╔══

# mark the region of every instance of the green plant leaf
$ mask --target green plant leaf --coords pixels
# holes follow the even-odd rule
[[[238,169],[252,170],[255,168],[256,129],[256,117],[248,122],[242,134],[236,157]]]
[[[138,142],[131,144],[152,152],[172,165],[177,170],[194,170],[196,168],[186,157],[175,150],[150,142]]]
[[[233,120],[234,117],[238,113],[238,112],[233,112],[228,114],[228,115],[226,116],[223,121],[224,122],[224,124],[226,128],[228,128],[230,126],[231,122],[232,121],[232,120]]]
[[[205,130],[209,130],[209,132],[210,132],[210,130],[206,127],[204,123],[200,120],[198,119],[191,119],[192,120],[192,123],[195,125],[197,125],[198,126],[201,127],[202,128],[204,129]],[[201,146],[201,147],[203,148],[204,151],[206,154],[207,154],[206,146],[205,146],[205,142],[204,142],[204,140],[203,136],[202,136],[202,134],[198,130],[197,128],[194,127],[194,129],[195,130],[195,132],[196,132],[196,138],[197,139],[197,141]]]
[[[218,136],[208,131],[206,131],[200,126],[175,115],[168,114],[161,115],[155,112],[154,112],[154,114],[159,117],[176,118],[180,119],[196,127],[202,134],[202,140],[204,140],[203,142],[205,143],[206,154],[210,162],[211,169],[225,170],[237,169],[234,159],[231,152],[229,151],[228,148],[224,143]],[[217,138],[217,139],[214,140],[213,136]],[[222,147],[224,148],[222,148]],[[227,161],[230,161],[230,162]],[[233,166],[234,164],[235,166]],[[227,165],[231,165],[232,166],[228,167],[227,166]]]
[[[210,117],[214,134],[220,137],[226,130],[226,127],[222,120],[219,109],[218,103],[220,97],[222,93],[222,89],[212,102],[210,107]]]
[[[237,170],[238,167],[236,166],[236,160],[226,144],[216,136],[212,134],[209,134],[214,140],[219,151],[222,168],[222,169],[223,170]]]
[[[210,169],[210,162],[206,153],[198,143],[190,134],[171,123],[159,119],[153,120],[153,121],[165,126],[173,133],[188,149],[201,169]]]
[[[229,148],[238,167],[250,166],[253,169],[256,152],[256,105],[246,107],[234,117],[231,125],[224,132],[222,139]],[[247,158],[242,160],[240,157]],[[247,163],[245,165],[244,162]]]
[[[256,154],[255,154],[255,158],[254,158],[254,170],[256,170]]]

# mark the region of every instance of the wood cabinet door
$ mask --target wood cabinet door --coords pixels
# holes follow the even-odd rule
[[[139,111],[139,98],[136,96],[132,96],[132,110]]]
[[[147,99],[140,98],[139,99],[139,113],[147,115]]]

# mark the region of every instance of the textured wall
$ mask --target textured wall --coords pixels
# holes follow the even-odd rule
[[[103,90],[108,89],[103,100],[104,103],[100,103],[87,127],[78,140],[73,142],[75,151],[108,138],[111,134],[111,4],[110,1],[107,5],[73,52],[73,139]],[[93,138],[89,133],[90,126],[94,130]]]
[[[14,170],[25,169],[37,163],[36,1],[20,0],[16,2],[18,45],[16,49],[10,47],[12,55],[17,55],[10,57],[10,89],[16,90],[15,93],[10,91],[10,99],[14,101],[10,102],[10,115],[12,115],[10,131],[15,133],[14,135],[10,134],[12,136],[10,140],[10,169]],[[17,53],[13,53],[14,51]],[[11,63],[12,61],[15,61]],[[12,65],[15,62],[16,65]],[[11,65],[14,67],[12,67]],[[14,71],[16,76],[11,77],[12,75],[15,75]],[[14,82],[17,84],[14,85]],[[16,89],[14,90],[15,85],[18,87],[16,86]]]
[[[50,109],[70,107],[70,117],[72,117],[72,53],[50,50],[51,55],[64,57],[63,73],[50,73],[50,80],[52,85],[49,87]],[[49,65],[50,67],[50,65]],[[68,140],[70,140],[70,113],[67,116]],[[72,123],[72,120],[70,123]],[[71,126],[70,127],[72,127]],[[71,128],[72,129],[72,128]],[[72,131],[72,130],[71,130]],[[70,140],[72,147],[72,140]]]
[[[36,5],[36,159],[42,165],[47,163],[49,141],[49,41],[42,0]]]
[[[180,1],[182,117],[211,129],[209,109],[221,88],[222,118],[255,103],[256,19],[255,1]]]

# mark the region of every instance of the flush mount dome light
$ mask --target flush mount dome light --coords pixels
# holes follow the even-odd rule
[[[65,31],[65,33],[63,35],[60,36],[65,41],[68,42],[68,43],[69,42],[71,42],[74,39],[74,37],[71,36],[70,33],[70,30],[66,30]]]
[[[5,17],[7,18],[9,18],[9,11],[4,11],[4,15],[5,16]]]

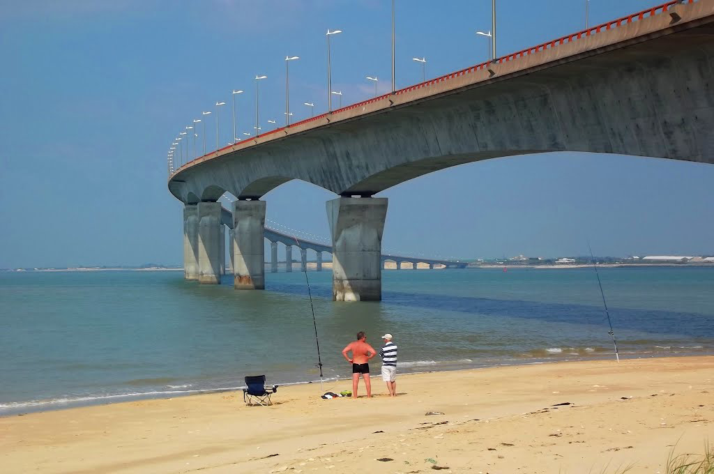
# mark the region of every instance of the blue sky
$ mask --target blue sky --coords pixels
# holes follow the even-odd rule
[[[591,23],[655,4],[591,0]],[[499,1],[498,54],[580,29],[585,2]],[[486,58],[490,0],[397,0],[397,86]],[[325,31],[333,88],[346,105],[389,88],[386,0],[160,1],[1,0],[0,268],[180,263],[181,205],[166,186],[166,151],[216,101],[238,100],[252,132],[254,81],[265,119],[326,109]],[[223,111],[221,146],[230,139]],[[243,112],[245,112],[243,114]],[[215,146],[215,123],[208,122]],[[714,166],[590,153],[492,160],[434,173],[390,198],[386,248],[481,258],[523,253],[714,253]],[[266,195],[267,217],[328,236],[334,195],[291,182]]]

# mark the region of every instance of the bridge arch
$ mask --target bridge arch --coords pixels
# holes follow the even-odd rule
[[[216,201],[226,193],[226,190],[216,185],[207,186],[201,193],[201,200],[203,201]]]

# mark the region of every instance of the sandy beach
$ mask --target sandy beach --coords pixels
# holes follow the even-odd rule
[[[714,357],[403,375],[390,398],[281,387],[270,407],[211,393],[0,418],[3,473],[665,472],[702,453]],[[325,384],[325,390],[351,382]],[[363,391],[362,394],[363,395]],[[428,412],[443,414],[426,415]],[[711,440],[709,440],[710,441]]]

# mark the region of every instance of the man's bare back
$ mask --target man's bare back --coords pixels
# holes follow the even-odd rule
[[[352,364],[352,398],[357,398],[357,387],[359,384],[360,375],[364,380],[367,388],[367,396],[372,396],[372,385],[369,380],[369,364],[368,362],[374,357],[377,351],[367,343],[364,333],[357,333],[357,341],[350,343],[342,350],[342,356],[348,362]],[[352,358],[347,353],[352,351]]]
[[[362,341],[356,341],[345,348],[344,352],[352,351],[352,358],[348,359],[350,362],[355,364],[366,363],[371,356],[376,353],[374,348]]]

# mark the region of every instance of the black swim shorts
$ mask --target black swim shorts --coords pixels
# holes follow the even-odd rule
[[[369,373],[369,364],[352,364],[352,373]]]

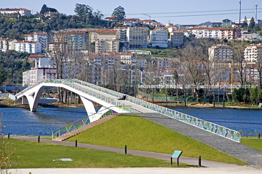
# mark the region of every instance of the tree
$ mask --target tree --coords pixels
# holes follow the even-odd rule
[[[78,3],[77,3],[75,6],[75,12],[79,17],[79,19],[84,20],[84,18],[87,18],[88,19],[93,18],[92,14],[93,8],[91,7]]]
[[[7,73],[3,69],[3,65],[0,66],[0,84],[2,84],[7,78]]]
[[[252,17],[249,21],[249,24],[247,27],[247,30],[249,31],[252,31],[255,26],[255,21],[254,20],[254,18]]]
[[[246,17],[245,16],[245,19],[244,19],[244,22],[243,22],[243,28],[244,29],[246,29],[247,28],[247,20],[246,19]]]
[[[126,18],[126,13],[124,8],[119,6],[115,8],[112,14],[112,17],[114,17],[114,20],[116,21],[119,22],[122,21]]]
[[[44,13],[47,12],[48,8],[46,5],[44,4],[41,9],[41,11],[40,11],[40,14],[44,14]]]

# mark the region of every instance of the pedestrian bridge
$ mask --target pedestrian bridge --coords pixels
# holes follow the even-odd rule
[[[23,104],[28,102],[31,111],[36,111],[43,92],[54,87],[62,87],[78,94],[87,115],[92,117],[89,118],[91,122],[99,119],[101,115],[109,110],[118,113],[158,113],[234,141],[240,141],[240,133],[236,131],[130,96],[127,95],[125,100],[118,100],[117,98],[125,94],[76,79],[42,80],[25,88],[15,97],[17,99],[22,98]],[[103,106],[97,113],[92,101]]]

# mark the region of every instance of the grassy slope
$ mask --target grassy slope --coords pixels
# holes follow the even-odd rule
[[[262,151],[262,139],[258,138],[241,138],[241,143]]]
[[[15,154],[11,155],[9,163],[13,164],[12,168],[177,167],[170,165],[169,161],[129,154],[15,139],[5,141],[9,141],[6,149],[10,145],[8,154]],[[73,161],[53,161],[64,158],[70,158]],[[190,166],[192,166],[179,163],[179,167]]]
[[[79,143],[182,155],[238,165],[247,164],[204,143],[138,116],[121,116],[66,140]]]

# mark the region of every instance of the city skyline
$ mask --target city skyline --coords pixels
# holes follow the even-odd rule
[[[241,3],[241,18],[255,18],[255,7],[258,4],[257,19],[261,19],[262,8],[260,8],[260,0],[242,0]],[[94,11],[99,10],[105,16],[110,17],[114,9],[119,6],[125,9],[127,18],[134,18],[140,19],[151,19],[166,24],[171,23],[180,24],[197,24],[207,21],[221,22],[228,19],[234,22],[239,19],[239,2],[238,0],[221,0],[211,3],[207,0],[195,1],[189,0],[187,3],[180,1],[167,0],[165,4],[159,4],[159,1],[134,0],[132,1],[120,1],[112,0],[101,0],[99,1],[87,2],[85,0],[50,0],[44,2],[40,0],[11,0],[1,2],[0,8],[24,8],[32,11],[33,14],[39,13],[44,4],[48,7],[54,8],[59,12],[68,15],[75,15],[74,8],[76,3],[92,7]],[[61,3],[65,5],[61,5]],[[215,4],[216,3],[216,4]],[[105,5],[106,4],[106,5]],[[15,4],[15,5],[14,5]],[[102,4],[102,5],[101,5]],[[190,5],[188,5],[190,4]],[[261,5],[262,7],[262,4]]]

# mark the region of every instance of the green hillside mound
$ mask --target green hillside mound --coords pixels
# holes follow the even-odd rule
[[[124,115],[94,126],[66,141],[182,155],[237,165],[246,163],[203,143],[136,115]]]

╚══

CONSIGNE
Extrayez des enregistrements ci-dessus chaque ligne contenant la chaîne « tree ».

RÉPONSE
# mark the region of every instance of the tree
$ mask --target tree --coords pixels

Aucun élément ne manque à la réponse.